* [What is asked]:
Quote each of the following records line for line, changing nothing.

━━━━━━━━━━━━━━━━

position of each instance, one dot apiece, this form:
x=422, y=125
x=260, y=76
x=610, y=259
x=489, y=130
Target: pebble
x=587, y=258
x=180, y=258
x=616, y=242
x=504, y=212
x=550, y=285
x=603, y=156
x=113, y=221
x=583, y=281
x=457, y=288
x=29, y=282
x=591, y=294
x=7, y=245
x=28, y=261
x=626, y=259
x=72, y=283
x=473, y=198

━━━━━━━━━━━━━━━━

* [Task response]:
position of each instance, one dot apiece, this form:
x=422, y=125
x=260, y=76
x=610, y=259
x=489, y=130
Target: pebble
x=587, y=258
x=180, y=258
x=616, y=242
x=504, y=212
x=550, y=285
x=603, y=156
x=113, y=221
x=583, y=281
x=457, y=288
x=29, y=282
x=591, y=294
x=7, y=245
x=28, y=261
x=626, y=259
x=72, y=283
x=473, y=198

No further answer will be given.